(Records from a data source)
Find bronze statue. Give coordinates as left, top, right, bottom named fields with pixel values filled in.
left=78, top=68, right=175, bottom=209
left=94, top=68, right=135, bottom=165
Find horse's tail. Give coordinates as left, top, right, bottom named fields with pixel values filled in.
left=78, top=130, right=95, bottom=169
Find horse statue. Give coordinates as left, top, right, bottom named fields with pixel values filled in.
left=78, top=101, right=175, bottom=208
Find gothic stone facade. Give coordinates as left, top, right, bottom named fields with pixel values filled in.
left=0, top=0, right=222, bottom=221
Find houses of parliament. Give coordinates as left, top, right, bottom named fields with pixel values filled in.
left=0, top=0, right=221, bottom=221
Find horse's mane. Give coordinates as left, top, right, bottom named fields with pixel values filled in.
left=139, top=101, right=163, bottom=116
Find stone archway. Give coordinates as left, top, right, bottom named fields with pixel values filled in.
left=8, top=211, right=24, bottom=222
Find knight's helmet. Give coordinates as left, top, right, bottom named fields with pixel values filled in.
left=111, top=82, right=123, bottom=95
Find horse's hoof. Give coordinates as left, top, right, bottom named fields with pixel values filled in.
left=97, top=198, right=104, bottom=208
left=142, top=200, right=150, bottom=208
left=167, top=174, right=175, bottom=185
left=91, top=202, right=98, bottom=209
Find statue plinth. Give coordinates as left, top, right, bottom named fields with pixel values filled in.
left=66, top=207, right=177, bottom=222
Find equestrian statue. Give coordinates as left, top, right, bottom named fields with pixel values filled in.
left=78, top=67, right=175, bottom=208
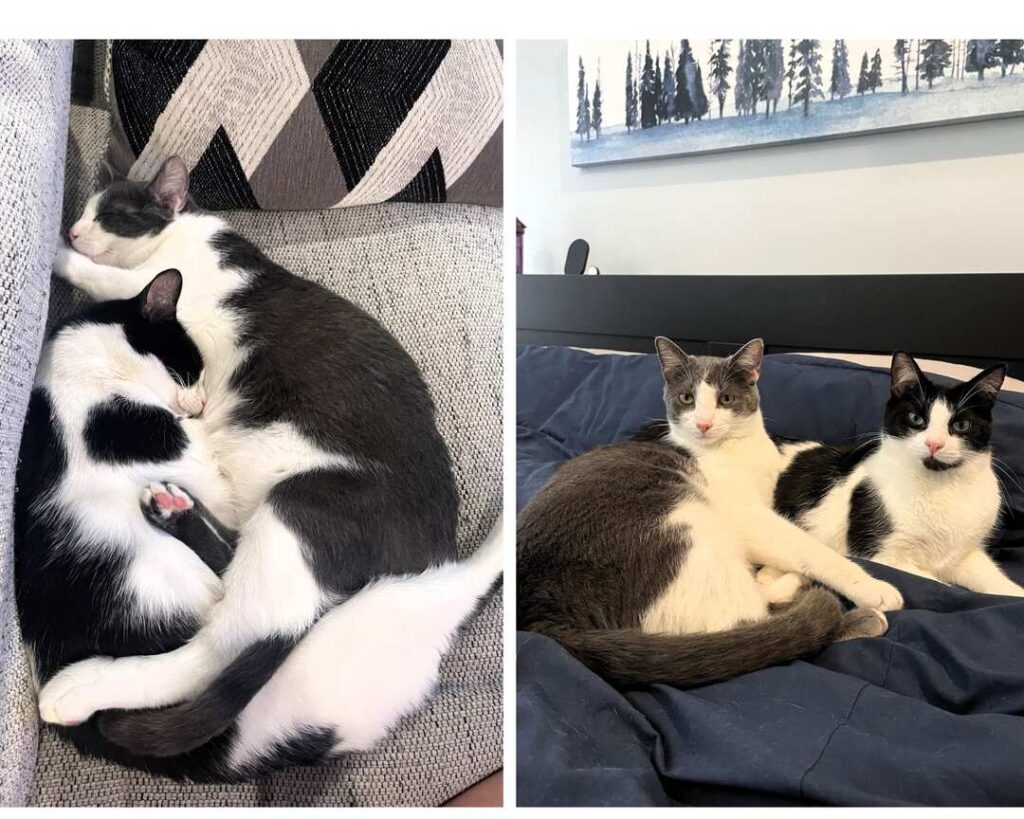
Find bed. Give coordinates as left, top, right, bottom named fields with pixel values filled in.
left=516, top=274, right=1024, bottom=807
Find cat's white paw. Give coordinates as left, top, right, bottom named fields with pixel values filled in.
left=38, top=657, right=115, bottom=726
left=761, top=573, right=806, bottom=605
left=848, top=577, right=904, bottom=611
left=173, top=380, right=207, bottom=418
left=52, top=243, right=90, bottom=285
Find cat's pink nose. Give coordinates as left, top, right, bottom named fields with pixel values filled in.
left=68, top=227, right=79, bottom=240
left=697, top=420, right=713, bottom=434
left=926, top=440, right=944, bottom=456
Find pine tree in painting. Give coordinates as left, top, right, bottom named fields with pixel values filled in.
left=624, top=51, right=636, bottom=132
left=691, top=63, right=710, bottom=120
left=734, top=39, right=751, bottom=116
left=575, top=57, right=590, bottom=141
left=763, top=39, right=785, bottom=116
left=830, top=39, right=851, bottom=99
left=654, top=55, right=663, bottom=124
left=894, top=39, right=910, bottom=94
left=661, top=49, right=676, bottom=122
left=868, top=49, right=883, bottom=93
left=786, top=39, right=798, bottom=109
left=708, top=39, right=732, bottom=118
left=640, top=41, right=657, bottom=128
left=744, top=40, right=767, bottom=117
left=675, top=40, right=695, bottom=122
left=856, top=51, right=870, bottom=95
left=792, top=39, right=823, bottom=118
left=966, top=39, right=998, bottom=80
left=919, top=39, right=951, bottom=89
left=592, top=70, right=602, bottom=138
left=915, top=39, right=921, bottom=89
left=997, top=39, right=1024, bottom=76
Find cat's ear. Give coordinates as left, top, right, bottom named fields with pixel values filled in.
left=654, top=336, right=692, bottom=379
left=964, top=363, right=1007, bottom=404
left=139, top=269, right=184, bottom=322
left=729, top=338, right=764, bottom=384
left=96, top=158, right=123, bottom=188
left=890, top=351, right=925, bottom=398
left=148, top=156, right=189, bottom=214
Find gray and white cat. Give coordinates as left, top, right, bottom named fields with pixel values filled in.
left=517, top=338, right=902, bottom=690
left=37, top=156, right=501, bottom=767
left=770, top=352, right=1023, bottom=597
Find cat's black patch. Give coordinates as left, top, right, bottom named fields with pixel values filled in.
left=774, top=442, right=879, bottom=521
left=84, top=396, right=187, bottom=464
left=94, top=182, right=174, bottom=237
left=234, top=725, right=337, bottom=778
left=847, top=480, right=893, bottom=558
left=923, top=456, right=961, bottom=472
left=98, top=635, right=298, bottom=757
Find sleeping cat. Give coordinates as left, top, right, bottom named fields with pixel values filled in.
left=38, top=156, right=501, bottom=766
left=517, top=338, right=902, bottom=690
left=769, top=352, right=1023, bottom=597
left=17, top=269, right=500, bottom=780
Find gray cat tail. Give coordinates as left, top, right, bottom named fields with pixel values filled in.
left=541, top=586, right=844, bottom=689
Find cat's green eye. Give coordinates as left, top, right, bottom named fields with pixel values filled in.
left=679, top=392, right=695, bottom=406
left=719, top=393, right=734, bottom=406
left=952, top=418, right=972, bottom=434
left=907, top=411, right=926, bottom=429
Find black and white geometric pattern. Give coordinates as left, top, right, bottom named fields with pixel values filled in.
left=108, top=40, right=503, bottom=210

▸ **Task objective**:
Each record above must be retyped exactly, minus its pictures.

▸ **Solved problem**:
Find bronze statue. Give coordinates as left, top, right, bottom named fields with pixel values filled in.
left=78, top=68, right=175, bottom=209
left=94, top=68, right=135, bottom=165
Find horse's tail. Give coordinates as left, top, right, bottom named fields with pixel values filled in.
left=78, top=130, right=95, bottom=169
Find horse statue. Give coordinates as left, top, right, bottom named fields with pixel values filled in.
left=78, top=101, right=175, bottom=208
Find gothic stone facade. Give coordinates as left, top, right, bottom named fields with pixel values filled in.
left=0, top=0, right=222, bottom=221
Find houses of parliament. Give coordinates as left, top, right, bottom named fields with pixel values filled in.
left=0, top=0, right=221, bottom=221
Find horse's mane. Give coordinates as left, top, right, bottom named fields with pixel values filled in.
left=139, top=101, right=163, bottom=116
Find stone archway. Give coordinates as left, top, right, bottom named fields with pixel values filled in.
left=8, top=211, right=24, bottom=222
Find knight's helmet. Give coordinates as left, top, right, bottom named fields with pixel values filled in.
left=111, top=82, right=123, bottom=95
Find horse's hoof. Give coordinates as left, top, right, bottom named fields with pixel values filled in.
left=97, top=198, right=104, bottom=208
left=142, top=200, right=150, bottom=208
left=167, top=174, right=175, bottom=185
left=91, top=202, right=98, bottom=209
Find statue plinth. Give coordinates as left, top, right, bottom named fields with pixel values filled in.
left=66, top=207, right=177, bottom=222
Find equestrian statue. Give coordinates as left, top, right, bottom named fields with pixel values filled in.
left=78, top=67, right=175, bottom=208
Find bed. Give coordinates as left, top, right, bottom named fields with pixel values filled in.
left=516, top=274, right=1024, bottom=807
Find cat's white paw. Give coordinates as left, top, right, bottom named fields with pixel values filled in.
left=38, top=657, right=115, bottom=726
left=761, top=573, right=806, bottom=605
left=848, top=577, right=904, bottom=611
left=173, top=380, right=207, bottom=418
left=52, top=243, right=90, bottom=285
Find cat's pink nose. Give coordinates as left, top, right, bottom named fields with pixel values filled in.
left=68, top=227, right=79, bottom=240
left=697, top=420, right=713, bottom=434
left=926, top=440, right=944, bottom=456
Find pine tree in painting. Give coordinates as left, top, right, bottom named fields with pixel values filled in.
left=624, top=51, right=636, bottom=132
left=691, top=63, right=710, bottom=120
left=734, top=39, right=751, bottom=116
left=575, top=57, right=590, bottom=141
left=763, top=39, right=785, bottom=116
left=830, top=39, right=851, bottom=99
left=654, top=55, right=663, bottom=124
left=894, top=39, right=910, bottom=94
left=661, top=49, right=676, bottom=122
left=868, top=49, right=883, bottom=93
left=786, top=39, right=798, bottom=109
left=708, top=39, right=732, bottom=118
left=640, top=41, right=657, bottom=128
left=744, top=40, right=767, bottom=117
left=675, top=40, right=695, bottom=122
left=856, top=51, right=870, bottom=95
left=792, top=39, right=823, bottom=118
left=966, top=39, right=998, bottom=80
left=919, top=39, right=951, bottom=89
left=592, top=70, right=602, bottom=138
left=915, top=39, right=921, bottom=89
left=997, top=39, right=1024, bottom=76
Find cat's ear. Give coordinates as left, top, right, bottom named fields with pixel values filled in.
left=654, top=336, right=692, bottom=379
left=964, top=363, right=1007, bottom=404
left=139, top=269, right=184, bottom=322
left=729, top=338, right=764, bottom=384
left=96, top=158, right=123, bottom=188
left=890, top=351, right=925, bottom=398
left=148, top=156, right=189, bottom=214
Find gray and white cat. Give coordinates as left, top, right, bottom named fields with pixel values filled in.
left=517, top=338, right=902, bottom=690
left=37, top=156, right=501, bottom=767
left=770, top=352, right=1023, bottom=597
Find cat's black patch. Give coordinates as left, top, right, bottom named fields with pixel values filled in.
left=774, top=442, right=879, bottom=521
left=84, top=396, right=187, bottom=464
left=94, top=182, right=174, bottom=237
left=234, top=725, right=337, bottom=778
left=847, top=480, right=893, bottom=558
left=923, top=456, right=961, bottom=472
left=98, top=635, right=298, bottom=757
Find sleeping cat. Give coordinates as left, top, right, bottom named fields with pixel values filled in.
left=38, top=156, right=501, bottom=766
left=517, top=338, right=902, bottom=690
left=769, top=352, right=1023, bottom=597
left=17, top=269, right=500, bottom=780
Find gray cat tail. Give coordinates as left, top, right, bottom named fields with pixel values filled in.
left=541, top=586, right=844, bottom=689
Find cat's green eye. Give coordinates as left, top, right, bottom named fields with pixel values filled in.
left=679, top=392, right=695, bottom=406
left=719, top=393, right=734, bottom=406
left=952, top=418, right=972, bottom=434
left=907, top=411, right=926, bottom=429
Find black and white geometric pattern. Give coordinates as left, top, right, bottom named fields with pixel values filled in.
left=108, top=40, right=503, bottom=210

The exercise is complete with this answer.